REQUIREMENTS
Starting at the line that holds "Note: for every instance of the blonde", set down each line through the end of the listing, exactly as written and with nothing added.

EXERCISE INPUT
= = =

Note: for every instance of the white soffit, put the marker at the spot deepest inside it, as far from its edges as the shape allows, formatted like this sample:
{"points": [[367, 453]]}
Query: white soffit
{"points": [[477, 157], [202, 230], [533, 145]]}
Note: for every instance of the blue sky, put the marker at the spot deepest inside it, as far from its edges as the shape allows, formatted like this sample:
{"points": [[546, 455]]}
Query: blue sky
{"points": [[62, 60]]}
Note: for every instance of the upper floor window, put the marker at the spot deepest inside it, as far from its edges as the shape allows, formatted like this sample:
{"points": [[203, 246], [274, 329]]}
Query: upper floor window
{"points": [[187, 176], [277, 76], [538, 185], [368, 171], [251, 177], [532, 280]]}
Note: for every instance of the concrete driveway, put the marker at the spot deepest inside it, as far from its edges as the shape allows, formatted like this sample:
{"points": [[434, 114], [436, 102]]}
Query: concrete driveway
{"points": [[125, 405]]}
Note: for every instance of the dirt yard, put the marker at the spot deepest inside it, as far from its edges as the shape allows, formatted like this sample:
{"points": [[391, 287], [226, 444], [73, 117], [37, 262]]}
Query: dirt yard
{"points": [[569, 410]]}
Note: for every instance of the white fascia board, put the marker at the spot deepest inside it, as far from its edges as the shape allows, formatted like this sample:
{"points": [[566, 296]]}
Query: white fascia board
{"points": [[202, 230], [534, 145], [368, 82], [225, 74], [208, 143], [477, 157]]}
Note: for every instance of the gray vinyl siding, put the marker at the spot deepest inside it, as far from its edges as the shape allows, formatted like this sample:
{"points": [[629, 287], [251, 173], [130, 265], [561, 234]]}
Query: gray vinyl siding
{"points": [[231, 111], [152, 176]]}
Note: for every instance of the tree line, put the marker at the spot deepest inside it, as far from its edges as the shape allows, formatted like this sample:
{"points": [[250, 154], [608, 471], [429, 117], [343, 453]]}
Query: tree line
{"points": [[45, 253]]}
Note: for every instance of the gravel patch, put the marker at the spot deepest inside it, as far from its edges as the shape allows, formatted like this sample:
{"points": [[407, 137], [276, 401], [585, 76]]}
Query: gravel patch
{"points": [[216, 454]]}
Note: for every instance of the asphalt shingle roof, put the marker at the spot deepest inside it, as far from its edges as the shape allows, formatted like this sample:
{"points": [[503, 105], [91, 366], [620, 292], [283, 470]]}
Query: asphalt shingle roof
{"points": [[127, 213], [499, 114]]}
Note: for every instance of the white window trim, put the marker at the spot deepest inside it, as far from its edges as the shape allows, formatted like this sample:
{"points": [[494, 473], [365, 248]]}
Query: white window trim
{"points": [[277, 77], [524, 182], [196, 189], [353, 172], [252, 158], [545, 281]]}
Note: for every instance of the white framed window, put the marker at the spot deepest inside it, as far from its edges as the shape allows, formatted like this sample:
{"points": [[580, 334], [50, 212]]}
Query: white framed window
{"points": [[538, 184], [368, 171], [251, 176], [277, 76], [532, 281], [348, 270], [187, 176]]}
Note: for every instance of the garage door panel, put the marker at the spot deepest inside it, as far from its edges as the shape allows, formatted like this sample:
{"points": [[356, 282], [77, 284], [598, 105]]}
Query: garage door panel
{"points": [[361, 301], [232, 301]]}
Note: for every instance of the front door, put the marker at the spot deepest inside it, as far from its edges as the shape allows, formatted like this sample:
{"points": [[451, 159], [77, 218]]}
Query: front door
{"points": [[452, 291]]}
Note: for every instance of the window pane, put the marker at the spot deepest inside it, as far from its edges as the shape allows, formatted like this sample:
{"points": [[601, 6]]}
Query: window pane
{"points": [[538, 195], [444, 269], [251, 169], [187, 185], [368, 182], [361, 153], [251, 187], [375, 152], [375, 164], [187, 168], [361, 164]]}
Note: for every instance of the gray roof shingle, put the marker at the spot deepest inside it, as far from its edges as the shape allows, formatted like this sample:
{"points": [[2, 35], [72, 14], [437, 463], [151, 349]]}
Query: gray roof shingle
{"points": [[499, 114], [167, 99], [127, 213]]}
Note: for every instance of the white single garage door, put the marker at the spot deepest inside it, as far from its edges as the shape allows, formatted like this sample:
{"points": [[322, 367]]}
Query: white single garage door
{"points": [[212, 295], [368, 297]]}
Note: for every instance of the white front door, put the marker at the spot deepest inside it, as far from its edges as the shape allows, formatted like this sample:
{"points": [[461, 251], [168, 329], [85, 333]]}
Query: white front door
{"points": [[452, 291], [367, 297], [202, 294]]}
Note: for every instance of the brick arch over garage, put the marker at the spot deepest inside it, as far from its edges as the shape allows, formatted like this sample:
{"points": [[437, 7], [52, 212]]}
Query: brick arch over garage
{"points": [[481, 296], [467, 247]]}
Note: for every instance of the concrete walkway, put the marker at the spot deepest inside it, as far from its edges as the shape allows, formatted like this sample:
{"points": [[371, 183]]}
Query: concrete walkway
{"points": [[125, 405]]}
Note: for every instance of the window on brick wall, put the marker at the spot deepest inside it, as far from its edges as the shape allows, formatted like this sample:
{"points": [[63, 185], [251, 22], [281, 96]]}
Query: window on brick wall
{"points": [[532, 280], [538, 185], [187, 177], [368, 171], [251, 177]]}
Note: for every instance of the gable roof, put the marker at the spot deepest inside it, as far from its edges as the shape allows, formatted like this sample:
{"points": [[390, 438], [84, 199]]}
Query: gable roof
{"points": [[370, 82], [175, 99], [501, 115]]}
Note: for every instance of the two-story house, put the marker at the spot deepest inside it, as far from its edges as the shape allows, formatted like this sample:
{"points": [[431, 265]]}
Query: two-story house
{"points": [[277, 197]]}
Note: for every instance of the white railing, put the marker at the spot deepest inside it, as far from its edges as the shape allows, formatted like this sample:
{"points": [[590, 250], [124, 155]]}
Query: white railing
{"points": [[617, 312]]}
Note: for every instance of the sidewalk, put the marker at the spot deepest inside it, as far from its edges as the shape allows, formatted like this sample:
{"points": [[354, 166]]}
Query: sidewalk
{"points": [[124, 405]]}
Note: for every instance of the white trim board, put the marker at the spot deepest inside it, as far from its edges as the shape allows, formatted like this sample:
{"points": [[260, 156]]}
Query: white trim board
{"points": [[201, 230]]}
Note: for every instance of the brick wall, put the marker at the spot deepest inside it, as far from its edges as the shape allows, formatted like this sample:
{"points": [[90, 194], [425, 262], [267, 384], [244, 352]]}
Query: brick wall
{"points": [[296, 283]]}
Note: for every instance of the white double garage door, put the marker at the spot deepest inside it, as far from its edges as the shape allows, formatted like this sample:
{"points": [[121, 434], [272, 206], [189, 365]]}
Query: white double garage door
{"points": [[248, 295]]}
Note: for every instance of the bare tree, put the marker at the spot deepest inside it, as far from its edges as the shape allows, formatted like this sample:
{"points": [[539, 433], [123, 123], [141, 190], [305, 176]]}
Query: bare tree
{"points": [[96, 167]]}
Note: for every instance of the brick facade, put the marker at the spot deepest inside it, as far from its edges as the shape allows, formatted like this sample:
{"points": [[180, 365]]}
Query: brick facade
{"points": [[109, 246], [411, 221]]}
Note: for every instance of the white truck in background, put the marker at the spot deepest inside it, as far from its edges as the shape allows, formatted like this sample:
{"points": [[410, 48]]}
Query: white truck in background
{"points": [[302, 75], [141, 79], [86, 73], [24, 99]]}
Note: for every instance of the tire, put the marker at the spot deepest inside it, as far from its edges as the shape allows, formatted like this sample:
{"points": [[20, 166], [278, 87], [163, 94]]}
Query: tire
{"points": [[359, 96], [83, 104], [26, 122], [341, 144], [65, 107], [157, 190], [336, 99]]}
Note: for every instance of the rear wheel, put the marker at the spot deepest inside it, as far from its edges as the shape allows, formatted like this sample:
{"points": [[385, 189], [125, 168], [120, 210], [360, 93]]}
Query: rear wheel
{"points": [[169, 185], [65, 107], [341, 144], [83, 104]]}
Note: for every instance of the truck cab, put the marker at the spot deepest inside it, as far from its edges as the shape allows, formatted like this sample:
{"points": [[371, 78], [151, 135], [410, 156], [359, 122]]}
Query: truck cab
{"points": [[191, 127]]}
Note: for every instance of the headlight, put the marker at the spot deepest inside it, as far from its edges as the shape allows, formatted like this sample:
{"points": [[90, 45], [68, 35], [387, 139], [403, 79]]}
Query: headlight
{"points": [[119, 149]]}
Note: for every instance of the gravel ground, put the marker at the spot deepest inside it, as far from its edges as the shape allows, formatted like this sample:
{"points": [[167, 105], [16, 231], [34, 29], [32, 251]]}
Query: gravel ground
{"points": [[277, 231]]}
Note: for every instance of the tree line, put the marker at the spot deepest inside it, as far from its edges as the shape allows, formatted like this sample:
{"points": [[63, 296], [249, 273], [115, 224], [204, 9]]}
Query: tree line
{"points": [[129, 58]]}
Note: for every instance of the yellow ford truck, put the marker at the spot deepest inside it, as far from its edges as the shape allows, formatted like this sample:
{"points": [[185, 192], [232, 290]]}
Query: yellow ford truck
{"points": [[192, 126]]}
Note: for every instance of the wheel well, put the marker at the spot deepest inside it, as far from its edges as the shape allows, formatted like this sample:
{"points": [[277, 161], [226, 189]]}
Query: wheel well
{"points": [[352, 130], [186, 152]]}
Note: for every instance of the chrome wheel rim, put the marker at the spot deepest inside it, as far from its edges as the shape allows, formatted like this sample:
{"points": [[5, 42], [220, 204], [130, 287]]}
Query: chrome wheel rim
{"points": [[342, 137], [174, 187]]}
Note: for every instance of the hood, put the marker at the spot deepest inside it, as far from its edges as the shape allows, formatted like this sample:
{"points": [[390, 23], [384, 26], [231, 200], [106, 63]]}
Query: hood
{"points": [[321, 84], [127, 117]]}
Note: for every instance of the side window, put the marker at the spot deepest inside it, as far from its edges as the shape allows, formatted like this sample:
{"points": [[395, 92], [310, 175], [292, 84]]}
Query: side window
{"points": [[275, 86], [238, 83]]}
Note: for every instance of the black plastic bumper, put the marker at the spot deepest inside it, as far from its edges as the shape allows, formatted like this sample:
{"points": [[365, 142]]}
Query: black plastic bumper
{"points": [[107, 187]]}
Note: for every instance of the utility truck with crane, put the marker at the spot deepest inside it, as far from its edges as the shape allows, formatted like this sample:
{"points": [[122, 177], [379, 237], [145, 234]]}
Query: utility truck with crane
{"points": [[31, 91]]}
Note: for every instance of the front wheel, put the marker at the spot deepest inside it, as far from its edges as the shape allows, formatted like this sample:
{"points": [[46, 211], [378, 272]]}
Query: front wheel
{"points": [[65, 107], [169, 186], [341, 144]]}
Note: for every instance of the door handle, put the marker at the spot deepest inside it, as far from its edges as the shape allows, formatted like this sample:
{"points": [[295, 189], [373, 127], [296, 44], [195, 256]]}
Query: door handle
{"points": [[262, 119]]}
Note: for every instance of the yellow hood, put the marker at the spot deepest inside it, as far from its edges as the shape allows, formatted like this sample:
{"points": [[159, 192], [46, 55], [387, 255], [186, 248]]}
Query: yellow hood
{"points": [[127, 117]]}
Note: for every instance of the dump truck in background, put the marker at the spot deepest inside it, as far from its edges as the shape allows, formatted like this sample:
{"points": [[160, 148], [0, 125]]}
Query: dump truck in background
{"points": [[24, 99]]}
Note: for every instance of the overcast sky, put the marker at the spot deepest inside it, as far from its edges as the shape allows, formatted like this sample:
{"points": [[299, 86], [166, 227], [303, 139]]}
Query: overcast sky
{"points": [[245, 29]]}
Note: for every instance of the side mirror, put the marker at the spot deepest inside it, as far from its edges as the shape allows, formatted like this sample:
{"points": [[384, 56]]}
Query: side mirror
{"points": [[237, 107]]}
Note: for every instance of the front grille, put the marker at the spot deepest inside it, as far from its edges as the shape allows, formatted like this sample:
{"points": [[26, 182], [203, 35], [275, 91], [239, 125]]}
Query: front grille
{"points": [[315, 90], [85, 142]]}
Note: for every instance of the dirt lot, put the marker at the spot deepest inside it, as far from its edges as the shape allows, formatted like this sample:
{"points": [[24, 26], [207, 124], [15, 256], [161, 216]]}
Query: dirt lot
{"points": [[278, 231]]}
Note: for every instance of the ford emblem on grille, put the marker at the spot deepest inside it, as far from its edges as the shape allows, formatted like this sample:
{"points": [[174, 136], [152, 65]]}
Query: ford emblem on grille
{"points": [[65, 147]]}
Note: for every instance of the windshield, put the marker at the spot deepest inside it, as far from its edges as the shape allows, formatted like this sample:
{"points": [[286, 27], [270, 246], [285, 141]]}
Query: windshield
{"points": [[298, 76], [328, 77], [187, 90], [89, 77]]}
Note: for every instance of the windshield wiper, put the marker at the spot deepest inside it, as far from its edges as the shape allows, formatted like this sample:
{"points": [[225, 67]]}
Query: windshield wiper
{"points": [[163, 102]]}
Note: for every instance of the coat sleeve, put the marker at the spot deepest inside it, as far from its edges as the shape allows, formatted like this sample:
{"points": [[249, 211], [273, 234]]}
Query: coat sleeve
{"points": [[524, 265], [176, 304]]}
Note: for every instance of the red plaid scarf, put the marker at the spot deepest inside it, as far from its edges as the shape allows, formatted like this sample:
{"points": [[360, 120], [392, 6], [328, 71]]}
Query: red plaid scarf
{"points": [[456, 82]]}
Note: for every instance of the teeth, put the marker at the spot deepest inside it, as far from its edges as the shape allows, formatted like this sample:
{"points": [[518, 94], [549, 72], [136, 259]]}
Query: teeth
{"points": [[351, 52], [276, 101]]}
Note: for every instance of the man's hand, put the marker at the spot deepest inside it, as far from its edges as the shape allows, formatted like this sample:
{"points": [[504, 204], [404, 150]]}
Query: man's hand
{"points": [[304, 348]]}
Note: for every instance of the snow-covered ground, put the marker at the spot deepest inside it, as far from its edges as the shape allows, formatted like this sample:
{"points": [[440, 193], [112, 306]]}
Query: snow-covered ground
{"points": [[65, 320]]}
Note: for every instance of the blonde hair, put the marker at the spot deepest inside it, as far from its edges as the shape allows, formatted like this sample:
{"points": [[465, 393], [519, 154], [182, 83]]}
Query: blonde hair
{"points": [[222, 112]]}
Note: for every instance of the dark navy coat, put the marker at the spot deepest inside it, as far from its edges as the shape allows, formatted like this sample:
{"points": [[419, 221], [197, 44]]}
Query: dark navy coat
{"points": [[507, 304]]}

= = =

ANSWER TO THIS TASK
Note: for every instance of the blonde hair, put the marker at the spot deepest inside it, as far from its edges as the shape allows, formatted like this sample:
{"points": [[465, 393], [519, 154], [182, 83]]}
Query: blonde hair
{"points": [[222, 112]]}
Note: for every instance of the dark navy coat, put the marker at the spot deepest inside it, as far from its edges as the shape allows, formatted like this sample:
{"points": [[419, 221], [197, 44]]}
Query: dark navy coat
{"points": [[507, 304]]}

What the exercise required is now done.